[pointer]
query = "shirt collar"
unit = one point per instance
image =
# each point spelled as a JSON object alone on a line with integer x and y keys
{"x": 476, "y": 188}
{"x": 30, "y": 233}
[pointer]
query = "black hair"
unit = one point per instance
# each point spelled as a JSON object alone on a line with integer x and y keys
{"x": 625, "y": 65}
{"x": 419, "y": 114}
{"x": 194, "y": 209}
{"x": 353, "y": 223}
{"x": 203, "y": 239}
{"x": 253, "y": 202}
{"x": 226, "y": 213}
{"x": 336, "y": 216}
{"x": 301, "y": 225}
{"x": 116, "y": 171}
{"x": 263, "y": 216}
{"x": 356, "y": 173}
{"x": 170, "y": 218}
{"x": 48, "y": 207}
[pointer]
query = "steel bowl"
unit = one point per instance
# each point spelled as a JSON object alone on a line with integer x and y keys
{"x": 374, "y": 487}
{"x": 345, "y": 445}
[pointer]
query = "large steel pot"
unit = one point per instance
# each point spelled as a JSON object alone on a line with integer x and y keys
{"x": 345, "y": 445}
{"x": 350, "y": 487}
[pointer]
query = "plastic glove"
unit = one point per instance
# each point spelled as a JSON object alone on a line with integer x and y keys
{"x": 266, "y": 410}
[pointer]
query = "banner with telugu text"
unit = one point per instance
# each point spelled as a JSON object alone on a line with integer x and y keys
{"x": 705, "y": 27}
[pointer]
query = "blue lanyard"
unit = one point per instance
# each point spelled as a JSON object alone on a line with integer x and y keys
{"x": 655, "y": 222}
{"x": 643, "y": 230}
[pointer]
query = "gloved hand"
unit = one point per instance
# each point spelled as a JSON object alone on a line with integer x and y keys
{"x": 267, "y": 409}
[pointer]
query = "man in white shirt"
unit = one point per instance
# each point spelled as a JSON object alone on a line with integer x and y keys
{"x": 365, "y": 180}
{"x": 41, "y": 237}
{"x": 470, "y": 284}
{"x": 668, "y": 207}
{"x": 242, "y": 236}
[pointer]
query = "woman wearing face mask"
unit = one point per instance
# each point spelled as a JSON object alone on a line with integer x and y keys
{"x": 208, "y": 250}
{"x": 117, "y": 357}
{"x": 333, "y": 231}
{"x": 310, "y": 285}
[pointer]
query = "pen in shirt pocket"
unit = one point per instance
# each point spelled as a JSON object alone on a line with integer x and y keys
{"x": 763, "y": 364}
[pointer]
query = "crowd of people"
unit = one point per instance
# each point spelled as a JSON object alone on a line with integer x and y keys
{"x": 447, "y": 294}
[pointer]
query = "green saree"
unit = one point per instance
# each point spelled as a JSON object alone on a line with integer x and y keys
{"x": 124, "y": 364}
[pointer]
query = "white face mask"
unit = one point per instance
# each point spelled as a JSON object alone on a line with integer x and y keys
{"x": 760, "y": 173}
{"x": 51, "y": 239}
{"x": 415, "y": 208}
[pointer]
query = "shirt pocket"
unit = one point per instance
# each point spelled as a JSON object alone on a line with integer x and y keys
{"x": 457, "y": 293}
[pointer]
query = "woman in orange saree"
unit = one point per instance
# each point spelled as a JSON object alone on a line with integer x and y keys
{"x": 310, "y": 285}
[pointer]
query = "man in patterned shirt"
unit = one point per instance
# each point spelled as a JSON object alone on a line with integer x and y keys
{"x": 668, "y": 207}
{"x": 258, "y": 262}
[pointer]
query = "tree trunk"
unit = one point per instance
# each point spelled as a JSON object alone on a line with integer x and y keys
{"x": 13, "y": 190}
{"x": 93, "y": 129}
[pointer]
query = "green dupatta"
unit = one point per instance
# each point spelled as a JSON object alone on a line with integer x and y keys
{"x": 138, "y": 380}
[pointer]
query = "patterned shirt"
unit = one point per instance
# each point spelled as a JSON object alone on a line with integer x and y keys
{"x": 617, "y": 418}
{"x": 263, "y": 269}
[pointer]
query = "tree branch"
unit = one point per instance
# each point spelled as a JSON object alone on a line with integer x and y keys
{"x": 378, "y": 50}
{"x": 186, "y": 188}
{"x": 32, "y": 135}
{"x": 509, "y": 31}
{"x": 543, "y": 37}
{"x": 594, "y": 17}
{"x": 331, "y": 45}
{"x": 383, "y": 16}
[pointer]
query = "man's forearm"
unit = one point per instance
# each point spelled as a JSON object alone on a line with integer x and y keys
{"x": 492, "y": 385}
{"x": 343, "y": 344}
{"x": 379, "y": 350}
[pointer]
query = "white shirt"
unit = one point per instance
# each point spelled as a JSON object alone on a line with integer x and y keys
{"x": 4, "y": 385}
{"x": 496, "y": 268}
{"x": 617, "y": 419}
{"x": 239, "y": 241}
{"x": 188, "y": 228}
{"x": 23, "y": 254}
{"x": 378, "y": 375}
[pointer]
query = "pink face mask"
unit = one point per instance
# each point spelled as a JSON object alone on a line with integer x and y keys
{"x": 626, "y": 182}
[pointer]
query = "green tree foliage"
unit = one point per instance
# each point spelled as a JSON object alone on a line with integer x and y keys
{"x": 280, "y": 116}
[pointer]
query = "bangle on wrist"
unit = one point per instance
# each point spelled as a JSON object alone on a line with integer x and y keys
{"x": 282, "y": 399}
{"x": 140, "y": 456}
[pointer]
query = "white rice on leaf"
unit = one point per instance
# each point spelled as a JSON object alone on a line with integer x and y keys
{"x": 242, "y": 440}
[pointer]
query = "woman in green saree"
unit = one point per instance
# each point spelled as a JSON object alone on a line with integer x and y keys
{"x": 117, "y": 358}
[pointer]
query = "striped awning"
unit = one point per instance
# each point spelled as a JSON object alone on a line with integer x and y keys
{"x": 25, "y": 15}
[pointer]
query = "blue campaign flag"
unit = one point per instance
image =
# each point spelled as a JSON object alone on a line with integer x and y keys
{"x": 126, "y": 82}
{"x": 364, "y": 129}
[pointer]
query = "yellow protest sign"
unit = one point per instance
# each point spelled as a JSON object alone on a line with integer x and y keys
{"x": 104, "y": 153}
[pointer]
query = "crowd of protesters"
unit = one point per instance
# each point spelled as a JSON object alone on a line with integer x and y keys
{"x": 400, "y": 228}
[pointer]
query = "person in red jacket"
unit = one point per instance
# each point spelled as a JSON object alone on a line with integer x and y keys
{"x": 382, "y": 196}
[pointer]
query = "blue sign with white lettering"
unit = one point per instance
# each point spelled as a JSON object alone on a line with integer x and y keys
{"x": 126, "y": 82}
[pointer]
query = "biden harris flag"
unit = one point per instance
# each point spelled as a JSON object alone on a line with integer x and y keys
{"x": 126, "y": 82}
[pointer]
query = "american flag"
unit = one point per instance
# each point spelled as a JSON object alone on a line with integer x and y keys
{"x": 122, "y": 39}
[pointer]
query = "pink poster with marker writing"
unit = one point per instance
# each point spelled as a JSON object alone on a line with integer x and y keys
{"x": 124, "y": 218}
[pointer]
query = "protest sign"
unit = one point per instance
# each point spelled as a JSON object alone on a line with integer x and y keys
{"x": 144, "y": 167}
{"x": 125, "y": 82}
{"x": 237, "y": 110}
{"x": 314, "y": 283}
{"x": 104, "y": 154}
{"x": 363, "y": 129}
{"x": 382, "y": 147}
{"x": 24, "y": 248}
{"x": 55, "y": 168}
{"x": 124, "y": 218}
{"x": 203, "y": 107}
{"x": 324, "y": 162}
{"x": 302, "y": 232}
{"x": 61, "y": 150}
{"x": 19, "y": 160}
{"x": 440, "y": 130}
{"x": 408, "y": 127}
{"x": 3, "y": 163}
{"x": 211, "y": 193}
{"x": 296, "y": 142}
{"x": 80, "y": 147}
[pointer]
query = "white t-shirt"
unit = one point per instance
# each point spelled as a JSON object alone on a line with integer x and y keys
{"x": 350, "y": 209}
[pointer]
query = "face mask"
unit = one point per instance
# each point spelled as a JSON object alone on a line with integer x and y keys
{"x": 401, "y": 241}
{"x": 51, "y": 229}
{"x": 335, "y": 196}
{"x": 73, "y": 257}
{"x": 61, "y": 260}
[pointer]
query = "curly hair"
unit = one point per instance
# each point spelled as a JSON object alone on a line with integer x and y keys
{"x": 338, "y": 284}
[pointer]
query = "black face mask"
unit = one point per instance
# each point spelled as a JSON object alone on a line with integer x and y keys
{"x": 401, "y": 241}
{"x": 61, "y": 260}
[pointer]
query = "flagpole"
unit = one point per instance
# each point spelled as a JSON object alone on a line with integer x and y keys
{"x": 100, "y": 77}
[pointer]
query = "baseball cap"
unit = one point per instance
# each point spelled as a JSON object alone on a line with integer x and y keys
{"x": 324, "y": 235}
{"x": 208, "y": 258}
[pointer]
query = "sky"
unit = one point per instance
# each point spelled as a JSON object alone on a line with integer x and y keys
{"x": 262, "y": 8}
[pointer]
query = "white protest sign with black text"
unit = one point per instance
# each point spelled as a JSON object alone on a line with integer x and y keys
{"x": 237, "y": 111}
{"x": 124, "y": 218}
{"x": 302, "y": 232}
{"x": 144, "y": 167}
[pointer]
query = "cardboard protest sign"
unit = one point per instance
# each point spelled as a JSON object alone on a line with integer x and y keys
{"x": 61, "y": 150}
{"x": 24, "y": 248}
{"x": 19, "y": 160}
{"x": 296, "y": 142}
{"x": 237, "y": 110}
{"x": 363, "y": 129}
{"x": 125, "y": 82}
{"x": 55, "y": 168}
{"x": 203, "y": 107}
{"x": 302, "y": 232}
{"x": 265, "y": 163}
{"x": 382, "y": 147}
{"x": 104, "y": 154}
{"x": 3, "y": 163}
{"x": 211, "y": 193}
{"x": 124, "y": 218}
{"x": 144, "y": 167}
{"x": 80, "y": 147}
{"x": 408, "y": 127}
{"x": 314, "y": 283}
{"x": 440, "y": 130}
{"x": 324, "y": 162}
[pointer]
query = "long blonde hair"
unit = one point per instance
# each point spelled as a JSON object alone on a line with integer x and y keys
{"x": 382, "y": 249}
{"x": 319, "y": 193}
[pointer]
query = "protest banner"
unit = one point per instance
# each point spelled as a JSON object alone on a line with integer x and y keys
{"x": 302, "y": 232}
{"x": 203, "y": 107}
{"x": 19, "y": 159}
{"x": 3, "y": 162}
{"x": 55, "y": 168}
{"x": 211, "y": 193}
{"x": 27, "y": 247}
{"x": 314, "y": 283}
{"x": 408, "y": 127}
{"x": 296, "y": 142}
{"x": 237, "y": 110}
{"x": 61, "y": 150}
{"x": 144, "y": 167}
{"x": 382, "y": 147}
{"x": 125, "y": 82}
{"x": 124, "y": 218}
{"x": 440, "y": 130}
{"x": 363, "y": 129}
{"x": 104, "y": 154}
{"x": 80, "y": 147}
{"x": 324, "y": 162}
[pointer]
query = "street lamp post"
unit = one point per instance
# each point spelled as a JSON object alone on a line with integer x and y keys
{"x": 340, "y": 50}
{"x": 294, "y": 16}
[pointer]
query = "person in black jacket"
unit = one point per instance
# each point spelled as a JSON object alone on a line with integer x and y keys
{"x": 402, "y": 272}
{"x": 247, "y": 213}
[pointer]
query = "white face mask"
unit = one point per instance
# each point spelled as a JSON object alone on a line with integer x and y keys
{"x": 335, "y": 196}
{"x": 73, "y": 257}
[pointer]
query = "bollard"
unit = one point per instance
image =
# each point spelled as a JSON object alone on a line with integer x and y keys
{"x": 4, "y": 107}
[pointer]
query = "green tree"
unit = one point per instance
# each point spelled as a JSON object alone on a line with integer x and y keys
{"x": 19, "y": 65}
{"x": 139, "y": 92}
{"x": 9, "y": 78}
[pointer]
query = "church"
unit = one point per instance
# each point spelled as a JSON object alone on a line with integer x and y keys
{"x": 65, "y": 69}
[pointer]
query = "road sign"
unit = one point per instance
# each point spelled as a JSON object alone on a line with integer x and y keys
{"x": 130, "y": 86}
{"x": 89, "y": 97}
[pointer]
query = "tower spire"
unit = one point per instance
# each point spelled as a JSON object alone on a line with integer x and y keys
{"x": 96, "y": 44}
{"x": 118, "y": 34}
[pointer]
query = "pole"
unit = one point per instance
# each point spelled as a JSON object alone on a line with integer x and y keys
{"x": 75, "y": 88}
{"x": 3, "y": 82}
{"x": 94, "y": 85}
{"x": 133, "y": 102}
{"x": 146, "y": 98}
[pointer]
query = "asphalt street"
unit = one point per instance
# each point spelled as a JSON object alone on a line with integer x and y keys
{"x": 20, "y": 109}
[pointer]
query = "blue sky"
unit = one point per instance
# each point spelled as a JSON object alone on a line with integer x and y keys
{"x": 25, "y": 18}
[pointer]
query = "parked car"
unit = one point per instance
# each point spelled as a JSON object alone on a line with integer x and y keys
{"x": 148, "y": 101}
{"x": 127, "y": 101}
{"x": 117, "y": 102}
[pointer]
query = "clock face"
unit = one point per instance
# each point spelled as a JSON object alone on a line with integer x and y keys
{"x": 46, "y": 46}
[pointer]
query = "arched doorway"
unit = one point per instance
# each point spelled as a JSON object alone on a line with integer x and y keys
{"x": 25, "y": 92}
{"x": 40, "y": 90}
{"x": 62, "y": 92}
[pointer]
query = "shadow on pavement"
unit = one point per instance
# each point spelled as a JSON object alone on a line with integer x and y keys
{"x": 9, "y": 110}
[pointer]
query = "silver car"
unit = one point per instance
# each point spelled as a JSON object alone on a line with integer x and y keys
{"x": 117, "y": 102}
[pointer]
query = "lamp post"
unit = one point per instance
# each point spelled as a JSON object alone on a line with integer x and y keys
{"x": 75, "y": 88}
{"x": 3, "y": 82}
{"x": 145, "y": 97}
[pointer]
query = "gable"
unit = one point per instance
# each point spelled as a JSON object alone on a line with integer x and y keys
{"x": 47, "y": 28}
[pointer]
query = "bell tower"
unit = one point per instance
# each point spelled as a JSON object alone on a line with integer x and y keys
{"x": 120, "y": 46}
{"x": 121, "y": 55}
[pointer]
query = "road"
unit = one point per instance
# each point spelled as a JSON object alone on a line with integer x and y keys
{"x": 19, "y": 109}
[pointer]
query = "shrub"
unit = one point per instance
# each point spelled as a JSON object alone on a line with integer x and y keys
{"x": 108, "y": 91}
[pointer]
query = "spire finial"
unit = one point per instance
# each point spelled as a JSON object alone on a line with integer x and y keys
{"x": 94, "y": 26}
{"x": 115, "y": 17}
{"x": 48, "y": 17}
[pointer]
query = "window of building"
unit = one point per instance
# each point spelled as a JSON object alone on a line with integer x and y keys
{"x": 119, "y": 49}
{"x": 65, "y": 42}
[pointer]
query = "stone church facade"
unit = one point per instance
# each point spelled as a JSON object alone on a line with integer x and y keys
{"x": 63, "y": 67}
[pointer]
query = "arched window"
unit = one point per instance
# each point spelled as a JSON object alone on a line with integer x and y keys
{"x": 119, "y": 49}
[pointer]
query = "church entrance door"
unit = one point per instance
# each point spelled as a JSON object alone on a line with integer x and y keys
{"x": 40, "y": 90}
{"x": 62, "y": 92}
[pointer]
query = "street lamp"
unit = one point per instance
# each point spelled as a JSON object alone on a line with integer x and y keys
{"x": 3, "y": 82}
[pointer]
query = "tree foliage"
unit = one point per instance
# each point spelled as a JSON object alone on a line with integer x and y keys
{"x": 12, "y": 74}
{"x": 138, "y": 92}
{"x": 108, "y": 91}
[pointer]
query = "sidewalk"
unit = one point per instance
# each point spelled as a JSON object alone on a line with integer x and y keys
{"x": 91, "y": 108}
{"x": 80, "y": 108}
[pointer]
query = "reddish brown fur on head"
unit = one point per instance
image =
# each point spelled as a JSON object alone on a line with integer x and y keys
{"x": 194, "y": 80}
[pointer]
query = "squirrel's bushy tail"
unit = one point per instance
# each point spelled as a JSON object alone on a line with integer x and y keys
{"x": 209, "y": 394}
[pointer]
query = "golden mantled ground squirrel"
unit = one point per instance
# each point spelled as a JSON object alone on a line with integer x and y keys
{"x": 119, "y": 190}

▸ ASSIGNMENT
Find the string "saree" in the entries above and return each line that holds it.

▸ SOLUTION TO THIS EXERCISE
query = "green saree"
query = "woman in orange saree"
query = "woman in green saree"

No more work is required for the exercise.